#### Problem to work on
Please quote the lines below word for word, from first to last, leaving out the pictures.

#### Supplied material
========================================================================

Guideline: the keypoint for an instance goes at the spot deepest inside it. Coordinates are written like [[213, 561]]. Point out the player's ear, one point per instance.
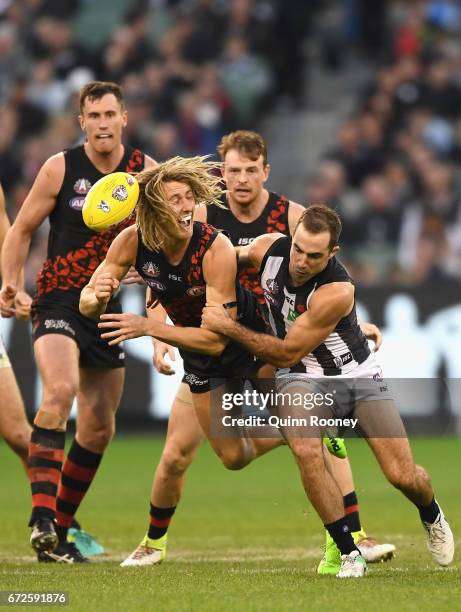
[[334, 250]]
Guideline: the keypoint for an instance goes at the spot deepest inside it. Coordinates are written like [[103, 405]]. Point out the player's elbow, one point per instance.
[[216, 348], [287, 358]]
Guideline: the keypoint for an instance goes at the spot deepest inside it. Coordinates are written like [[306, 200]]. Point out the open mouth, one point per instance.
[[186, 221]]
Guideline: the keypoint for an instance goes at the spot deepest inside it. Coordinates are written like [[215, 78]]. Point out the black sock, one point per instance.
[[351, 508], [62, 533], [429, 513], [159, 521], [340, 532]]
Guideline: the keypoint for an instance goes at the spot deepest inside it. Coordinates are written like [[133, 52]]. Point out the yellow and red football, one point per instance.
[[111, 200]]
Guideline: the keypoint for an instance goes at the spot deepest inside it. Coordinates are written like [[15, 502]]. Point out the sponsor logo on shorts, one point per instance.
[[244, 241], [342, 360], [120, 193], [196, 291], [77, 203], [272, 285], [193, 379], [104, 206], [269, 297], [155, 284], [151, 269], [58, 324]]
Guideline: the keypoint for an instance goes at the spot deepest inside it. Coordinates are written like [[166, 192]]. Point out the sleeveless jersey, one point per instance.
[[274, 218], [345, 348], [75, 251], [181, 290]]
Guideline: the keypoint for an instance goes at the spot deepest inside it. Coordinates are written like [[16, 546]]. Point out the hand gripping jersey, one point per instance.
[[274, 218], [345, 348], [74, 251], [181, 290]]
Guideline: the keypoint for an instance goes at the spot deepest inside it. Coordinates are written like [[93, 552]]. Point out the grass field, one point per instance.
[[239, 541]]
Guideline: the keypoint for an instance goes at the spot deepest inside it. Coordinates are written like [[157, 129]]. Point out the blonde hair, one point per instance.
[[156, 219]]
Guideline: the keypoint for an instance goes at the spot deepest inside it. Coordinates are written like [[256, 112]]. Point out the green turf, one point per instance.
[[239, 541]]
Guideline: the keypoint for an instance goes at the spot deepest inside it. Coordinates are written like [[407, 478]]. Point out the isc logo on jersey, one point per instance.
[[110, 201], [82, 187]]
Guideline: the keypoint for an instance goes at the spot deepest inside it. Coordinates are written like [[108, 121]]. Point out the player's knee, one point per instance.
[[235, 458], [308, 451], [19, 443], [401, 477], [98, 436], [60, 395], [175, 461]]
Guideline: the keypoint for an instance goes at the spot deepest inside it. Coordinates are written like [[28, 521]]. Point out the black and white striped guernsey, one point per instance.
[[345, 348]]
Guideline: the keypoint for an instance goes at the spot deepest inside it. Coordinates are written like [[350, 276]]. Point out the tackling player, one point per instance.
[[186, 263], [315, 336], [248, 211], [72, 359]]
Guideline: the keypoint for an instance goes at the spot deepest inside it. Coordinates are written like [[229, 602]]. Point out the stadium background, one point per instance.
[[359, 103]]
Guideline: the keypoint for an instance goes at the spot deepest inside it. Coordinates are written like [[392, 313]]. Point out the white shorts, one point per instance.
[[4, 360], [363, 383]]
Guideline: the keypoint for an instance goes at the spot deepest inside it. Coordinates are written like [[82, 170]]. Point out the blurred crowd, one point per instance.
[[193, 70], [394, 172]]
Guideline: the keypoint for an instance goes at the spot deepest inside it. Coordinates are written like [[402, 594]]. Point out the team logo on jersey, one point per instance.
[[150, 269], [77, 203], [104, 206], [196, 291], [272, 285], [155, 284], [342, 360], [82, 186], [120, 193], [292, 315]]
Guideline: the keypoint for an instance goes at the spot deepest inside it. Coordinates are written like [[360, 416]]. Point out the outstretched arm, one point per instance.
[[105, 281], [219, 270]]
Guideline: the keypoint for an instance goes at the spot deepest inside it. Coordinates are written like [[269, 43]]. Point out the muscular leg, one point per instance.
[[14, 426], [183, 438], [396, 460], [97, 401], [57, 361], [394, 453]]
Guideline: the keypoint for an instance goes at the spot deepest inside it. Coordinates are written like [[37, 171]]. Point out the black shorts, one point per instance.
[[248, 369], [67, 321], [205, 373]]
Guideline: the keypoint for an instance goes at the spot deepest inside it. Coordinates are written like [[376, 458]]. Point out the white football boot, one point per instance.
[[149, 552], [440, 540]]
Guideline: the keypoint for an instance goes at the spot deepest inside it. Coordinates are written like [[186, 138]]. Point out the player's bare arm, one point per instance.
[[161, 349], [219, 270], [36, 207], [294, 212], [106, 278], [326, 308]]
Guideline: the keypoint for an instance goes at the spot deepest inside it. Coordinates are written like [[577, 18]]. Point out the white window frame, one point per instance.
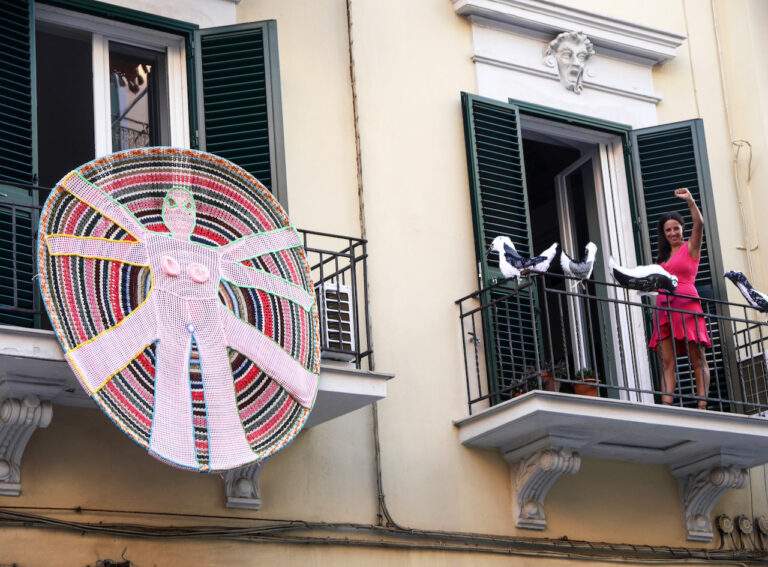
[[617, 238], [102, 32]]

========================================================================

#### Solution
Guideline: the keypoint for an instance goes at the spot deepest inside it. Coordinates are written like [[213, 561]]. Point out the player's ear, one point per instance.
[[334, 250]]
Guideline: the keypoint for an instance goes at the spot deepest inside it. Coordinates are written like [[103, 405]]. Point out the player's elbow, one point per instance.
[[216, 348], [287, 358]]
Guideline: the keypoint for an instance goes at the spot deepest inside it. Coordinates are written like [[306, 200]]. Point out the open mouth, one point per instance.
[[186, 221]]
Guideline: the keypoint for an instance goes at the spot deepest inside it. Coordinates are written like [[215, 78]]. Point out the black sock, one point per instance.
[[351, 508], [62, 533], [429, 513], [159, 521], [340, 532]]
Guideline: the keypoint for an instance goes at the spot deepest inside it. Coordinates are written like [[133, 52]]. Point out the yellow and red football, one point per instance.
[[111, 200]]
Guideline: the keypoint for an instance goes at the spot deepest inside it. Coordinates are written like [[15, 502]]. Point out the sponsor logo on shorts, one point per instance.
[[244, 241], [342, 360], [120, 193], [196, 291], [77, 203], [272, 285], [193, 379], [104, 206], [269, 297], [155, 284], [151, 269], [58, 324]]
Guideline: the keypoint for an instance goes at the spot deepest inside it. Coordinates are written like [[166, 192]]. Point out the sleeveless jersey, one point per instance.
[[274, 218], [345, 348], [75, 251], [181, 290]]
Guideline: the keypoint for an instance goes at the spot deepest inside it. Coordinates are written like [[16, 546]]. Point out the hand gripping jersey, one point per instance.
[[274, 218], [345, 348], [74, 251], [181, 290]]
Guideline: the keypoint for an instance goes at the spot deepest inside it. Coordinates are written like [[93, 552]]. Point out the grass field, one point per instance.
[[239, 541]]
Guideline: the keypoint for an instance goes at the spot deepest inside it. Coordinates are written like [[157, 129]]. Point out the blonde hair, one point per instance.
[[156, 219]]
Guideline: the keypoint for an instance goes at the spot deepest inside it. Coordinates are written like [[256, 112]]. Point out the green turf, one point per instance.
[[239, 541]]
Guideline: the keypoint for an instance goes at the spot deepest inside it. Coordinates are written like [[407, 478]]. Point out the isc logo on jersey, one point per instance.
[[110, 201], [82, 187]]
Guideline: the keypoint for an instance goes at the spot deepest inside it. Coordinates are written like [[108, 121]]. Point out the player's knee, one point per instance.
[[235, 458], [308, 451], [19, 443], [401, 477], [98, 436], [60, 395], [175, 461]]
Guideline: the keypoint for an instance goes at the spot deepest inside it. Coordinates are written like [[28, 521]]. Point out the black and white striped guernsey, one point per instance.
[[345, 348]]
Guideline: the keypoint for an instance goes at the spot deepest inside it. Coordinates are written like [[350, 276]]. Point out the tackling player, one point per instance.
[[186, 263], [315, 336], [248, 211], [72, 359]]
Guideline: the keypoint for an instance goes at the spot deepest inside it. Coordinates are written like [[229, 602]]. Point out the stadium background, one point per instance.
[[359, 103]]
Guideline: the keypoint for an instance goes at the spot deepest inside it. Coordinates are written like [[392, 313]]. Point out the white shorts, one point per instance.
[[4, 360], [363, 383]]
Guideline: the keypoint for an instance goes at the spot deepest inside it. Coordinates are written like [[82, 170]]. Point out the blurred crowd, one point per instance.
[[193, 70], [394, 172]]
Guideline: the keypoint for an instance goes at the spot deepest inside it. Coordinates are written like [[402, 594]]. Point out the team logo on jersey, one point per instance.
[[150, 269], [77, 203], [104, 206], [196, 291], [272, 285], [155, 284], [342, 360], [82, 186], [120, 193], [292, 315]]
Guideline: the keypoint for an instance goes at the spot deepest inside it. Coordinates are written like [[360, 416]]. Point out the outstretched arm, one point per instance.
[[105, 281], [219, 270]]
Guideline: the keypoint for an instance goes at the spot deepest inside it. Coordinates are written like [[269, 43]]. Point out the muscular leg, one point per instance.
[[14, 426], [183, 438], [396, 460], [97, 401], [57, 361], [394, 453]]
Guideline: the keypoint for an instance goes at the spot deepest inside it. Coordinates are written like [[37, 171]]. Point out the black shorts, one point per instance.
[[248, 369], [67, 321], [205, 373]]
Guideline: the keypoint for an instance goes at the spot deepest inside it. Coordinates are written like [[376, 458]]. Point out the white football boot, one point per instance.
[[149, 552], [440, 540]]
Guideline: the keypoint for an instance goes at the spot deepest inside it. Coordinates are written like [[186, 138]]. Point out the player's bare arm, one point per instance.
[[161, 349], [219, 270], [36, 207], [294, 212], [106, 278], [326, 308]]
Guideline: the keypoint for an instance goes at the spot deepest inside it. Coordinates are written like [[577, 18]]. Point out the white window frame, one point per instance.
[[617, 238], [102, 32]]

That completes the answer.